* ASSIGNED TASK
Set out the records again, keeping every word as it is.

* LISTED RECORDS
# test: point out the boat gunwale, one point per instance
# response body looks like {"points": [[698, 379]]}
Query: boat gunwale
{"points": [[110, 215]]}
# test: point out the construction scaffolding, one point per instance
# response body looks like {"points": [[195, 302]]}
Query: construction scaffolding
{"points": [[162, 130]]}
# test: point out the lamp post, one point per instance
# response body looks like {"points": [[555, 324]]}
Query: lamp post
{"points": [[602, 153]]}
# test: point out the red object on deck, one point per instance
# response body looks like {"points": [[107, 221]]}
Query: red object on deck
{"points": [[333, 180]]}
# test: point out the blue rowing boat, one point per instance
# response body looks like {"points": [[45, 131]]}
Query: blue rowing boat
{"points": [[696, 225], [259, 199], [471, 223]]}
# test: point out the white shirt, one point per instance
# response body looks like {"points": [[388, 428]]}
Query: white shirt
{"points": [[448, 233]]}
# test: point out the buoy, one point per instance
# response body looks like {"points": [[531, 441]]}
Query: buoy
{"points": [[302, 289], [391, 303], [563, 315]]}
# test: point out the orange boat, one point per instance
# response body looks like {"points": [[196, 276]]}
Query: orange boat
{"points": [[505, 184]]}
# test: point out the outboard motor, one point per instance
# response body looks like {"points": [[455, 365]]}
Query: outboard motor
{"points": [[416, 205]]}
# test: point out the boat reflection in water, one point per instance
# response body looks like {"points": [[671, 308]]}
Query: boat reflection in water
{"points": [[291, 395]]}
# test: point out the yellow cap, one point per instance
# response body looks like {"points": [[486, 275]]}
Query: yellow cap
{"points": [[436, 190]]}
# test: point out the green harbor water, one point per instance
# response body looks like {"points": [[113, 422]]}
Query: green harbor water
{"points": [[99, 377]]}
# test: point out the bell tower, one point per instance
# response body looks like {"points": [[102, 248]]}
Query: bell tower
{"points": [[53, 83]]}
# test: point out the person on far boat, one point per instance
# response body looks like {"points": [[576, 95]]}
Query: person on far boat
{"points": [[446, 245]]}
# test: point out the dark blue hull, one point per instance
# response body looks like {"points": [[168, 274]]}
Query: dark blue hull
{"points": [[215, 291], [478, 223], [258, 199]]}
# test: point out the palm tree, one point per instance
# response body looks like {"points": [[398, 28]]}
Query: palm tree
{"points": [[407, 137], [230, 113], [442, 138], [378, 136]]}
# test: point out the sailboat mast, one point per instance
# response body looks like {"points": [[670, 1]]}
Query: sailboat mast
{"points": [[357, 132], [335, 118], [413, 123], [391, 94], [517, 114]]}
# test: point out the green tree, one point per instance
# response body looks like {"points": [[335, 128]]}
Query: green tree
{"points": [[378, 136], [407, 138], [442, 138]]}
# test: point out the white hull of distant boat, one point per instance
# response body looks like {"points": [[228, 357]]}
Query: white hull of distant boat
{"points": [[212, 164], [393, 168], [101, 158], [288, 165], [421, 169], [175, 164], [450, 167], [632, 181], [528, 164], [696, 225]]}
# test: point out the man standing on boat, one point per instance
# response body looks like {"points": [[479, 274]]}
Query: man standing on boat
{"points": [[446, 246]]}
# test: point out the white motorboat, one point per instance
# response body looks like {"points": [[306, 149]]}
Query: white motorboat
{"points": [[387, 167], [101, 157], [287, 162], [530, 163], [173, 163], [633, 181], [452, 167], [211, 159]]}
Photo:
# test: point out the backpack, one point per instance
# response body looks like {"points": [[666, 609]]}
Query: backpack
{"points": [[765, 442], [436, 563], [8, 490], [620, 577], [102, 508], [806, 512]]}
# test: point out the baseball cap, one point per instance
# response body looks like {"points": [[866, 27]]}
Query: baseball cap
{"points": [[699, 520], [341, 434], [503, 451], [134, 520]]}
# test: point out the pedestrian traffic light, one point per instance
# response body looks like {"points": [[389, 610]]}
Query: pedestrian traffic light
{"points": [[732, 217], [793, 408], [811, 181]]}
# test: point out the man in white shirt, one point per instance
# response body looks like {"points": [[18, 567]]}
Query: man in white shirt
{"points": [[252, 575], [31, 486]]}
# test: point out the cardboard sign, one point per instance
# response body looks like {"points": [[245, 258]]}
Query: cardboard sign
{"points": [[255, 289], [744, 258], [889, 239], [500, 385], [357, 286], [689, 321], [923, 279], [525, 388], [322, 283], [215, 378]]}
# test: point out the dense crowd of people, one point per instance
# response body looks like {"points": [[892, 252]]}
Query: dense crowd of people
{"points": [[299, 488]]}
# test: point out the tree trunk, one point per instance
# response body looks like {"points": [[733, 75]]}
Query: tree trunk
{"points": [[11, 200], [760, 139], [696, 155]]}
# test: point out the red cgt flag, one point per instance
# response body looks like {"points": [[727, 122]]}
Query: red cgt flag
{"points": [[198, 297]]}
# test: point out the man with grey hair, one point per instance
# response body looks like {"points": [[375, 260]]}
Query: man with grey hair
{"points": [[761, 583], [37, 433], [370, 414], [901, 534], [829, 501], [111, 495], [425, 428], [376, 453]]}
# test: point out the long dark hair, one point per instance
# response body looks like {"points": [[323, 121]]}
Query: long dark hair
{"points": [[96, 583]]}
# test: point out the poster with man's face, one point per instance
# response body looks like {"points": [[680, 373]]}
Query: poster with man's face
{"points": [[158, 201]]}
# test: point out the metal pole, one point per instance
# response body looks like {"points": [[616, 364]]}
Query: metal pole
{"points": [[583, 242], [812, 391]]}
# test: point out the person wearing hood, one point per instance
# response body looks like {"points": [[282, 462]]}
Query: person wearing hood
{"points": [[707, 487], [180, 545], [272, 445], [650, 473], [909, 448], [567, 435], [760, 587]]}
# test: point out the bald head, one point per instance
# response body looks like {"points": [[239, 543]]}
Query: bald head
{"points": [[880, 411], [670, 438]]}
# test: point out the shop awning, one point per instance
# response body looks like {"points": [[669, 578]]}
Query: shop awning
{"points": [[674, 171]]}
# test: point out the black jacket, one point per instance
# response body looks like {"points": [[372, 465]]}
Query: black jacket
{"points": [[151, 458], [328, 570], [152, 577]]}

* EXERCISE ANSWER
# test: point out the boat gunwale, one point per instance
# response body looks like {"points": [[698, 379]]}
Query: boat gunwale
{"points": [[110, 215]]}
# test: point out the construction scaffolding, one point per instance
# response body looks like {"points": [[195, 302]]}
Query: construction scaffolding
{"points": [[162, 130]]}
# test: point out the lamp post, one point per instance
# response body looks like {"points": [[555, 324]]}
Query: lamp post
{"points": [[602, 153]]}
# test: point out the red object on deck, one point per instance
# response body looks like {"points": [[107, 221]]}
Query: red object on deck
{"points": [[333, 180]]}
# test: point out the blue rowing boat, one point per instance
# response body looks like {"points": [[45, 131]]}
Query: blue rowing boat
{"points": [[696, 225], [259, 199], [471, 223]]}
# test: point out the white shirt, one point per instance
# response body looks like {"points": [[388, 428]]}
Query: white shirt
{"points": [[448, 233]]}
# test: point out the buoy, one point per instance
# response body looks like {"points": [[531, 441]]}
Query: buoy
{"points": [[302, 289], [391, 303], [563, 315]]}
# test: point out the orange boat, one point per instance
# response body looks like {"points": [[196, 276]]}
Query: orange boat
{"points": [[505, 184]]}
# test: point out the outboard motor, one point per instance
# response body looks like {"points": [[455, 365]]}
Query: outboard motor
{"points": [[416, 205]]}
# test: point out the boat reflection in water, one point per instance
# response body looks like {"points": [[671, 308]]}
Query: boat reflection in water
{"points": [[291, 395]]}
# test: point out the yellow cap, one point per instance
# response body looks like {"points": [[486, 275]]}
Query: yellow cap
{"points": [[436, 190]]}
# test: point out the green harbor water, one point per instance
# response body looks like {"points": [[113, 422]]}
Query: green harbor water
{"points": [[99, 377]]}
# test: point out the bell tower, one point per instance
# response body looks like {"points": [[102, 248]]}
Query: bell tower
{"points": [[53, 83]]}
# test: point out the person on far boat, one point per instance
# response body looks like {"points": [[576, 95]]}
Query: person on far boat
{"points": [[446, 245]]}
# test: point out the dark blue hull, one point per instance
# response body looks like {"points": [[168, 274]]}
Query: dark blue hull
{"points": [[215, 291], [478, 223], [258, 199]]}
# test: point out the palm tree, one point per instance
# response body looks like {"points": [[398, 28]]}
Query: palm tree
{"points": [[407, 137], [230, 113], [442, 138], [378, 136]]}
# test: point out the sailboat mast, one point per instance
# response body looks like {"points": [[670, 1]]}
Query: sailboat mast
{"points": [[357, 132], [335, 118], [413, 123], [391, 94], [517, 114]]}
# test: point out the green tree, one point per instance
# response body looks like {"points": [[335, 128]]}
Query: green tree
{"points": [[378, 136], [407, 138], [442, 138]]}
# test: point out the white hull of distant boat, one point per instance
# response body looks like {"points": [[228, 357]]}
Query: white hull of distant boat
{"points": [[212, 164], [393, 168], [101, 158], [288, 165], [421, 169], [175, 164], [450, 167], [632, 181], [528, 164], [696, 225]]}
# test: point out the man standing on boat, one point per instance
# response body looks like {"points": [[479, 274]]}
Query: man standing on boat
{"points": [[446, 246]]}
# test: point out the white motorboat, one point per instance
# response body looks like {"points": [[306, 149]]}
Query: white motorboat
{"points": [[387, 167], [101, 157], [287, 162], [530, 163], [173, 163], [633, 181], [452, 167], [211, 159]]}
Photo:
# test: point out the backpack, one point per instance
# response body looks like {"points": [[666, 609]]}
Query: backpack
{"points": [[765, 442], [436, 563], [8, 490], [620, 577], [102, 508], [806, 512]]}
# test: point out the baseball cap, one point per instance
# response body looks like {"points": [[866, 27]]}
Query: baseball cap
{"points": [[699, 520], [341, 434], [503, 451], [134, 520]]}
# test: point out the pedestrian traffic light, one point per instance
# response body looks like {"points": [[389, 610]]}
Query: pedestrian traffic light
{"points": [[732, 217], [793, 408], [811, 181]]}
# test: point out the man in white shirt, one point per instance
# response body looks like {"points": [[18, 567]]}
Query: man in white shirt
{"points": [[252, 575], [31, 486]]}
# test: point out the cardboard sign, one point per instance
# response body looks like {"points": [[245, 258]]}
Query: cardboard sign
{"points": [[255, 289], [744, 258], [889, 239], [500, 385], [357, 286], [689, 321], [923, 279], [525, 388], [322, 283], [215, 378]]}
# test: point out the dense crowd of people, one point per instance
# response body looks like {"points": [[892, 252]]}
Query: dense crowd of people
{"points": [[299, 488]]}
# test: point out the tree trunk, one point per instance
# response body looks like {"points": [[733, 75]]}
Query: tree trunk
{"points": [[11, 200], [760, 139], [696, 155]]}
# test: point out the red cgt flag, one point per instance
# response body looks like {"points": [[727, 122]]}
Query: red cgt flag
{"points": [[198, 297]]}
# test: point out the man with grey hair, one point per instance
# response body looks like {"points": [[375, 260]]}
Query: man with grey hair
{"points": [[761, 583], [37, 433], [370, 414], [901, 534], [829, 501], [111, 495], [425, 428], [376, 453]]}
# test: point out the long dark hair, one point per instance
# response body looks like {"points": [[323, 121]]}
Query: long dark hair
{"points": [[96, 583]]}
# test: point out the poster with man's face, one point per instance
# response body looks like {"points": [[680, 373]]}
Query: poster with man's face
{"points": [[158, 201]]}
# test: point out the metal pole, one point per instance
# response body looks like {"points": [[616, 364]]}
Query: metal pole
{"points": [[583, 242], [812, 391]]}
# test: point out the person wearing hood, one point per instance
# response body looks like {"points": [[282, 462]]}
Query: person wearing hood
{"points": [[707, 487], [180, 545], [272, 445], [650, 473], [909, 448], [567, 435], [760, 587]]}
# test: point out the bald head, one point per instance
# response body looks like {"points": [[239, 543]]}
Query: bald head
{"points": [[880, 411], [670, 438]]}
# test: point out the shop awning, one point per instance
# response body looks like {"points": [[669, 578]]}
Query: shop awning
{"points": [[674, 171]]}
# test: point out the black jacket, one point per instance
# response body looks like {"points": [[372, 465]]}
Query: black jacket
{"points": [[151, 458], [328, 570], [152, 577]]}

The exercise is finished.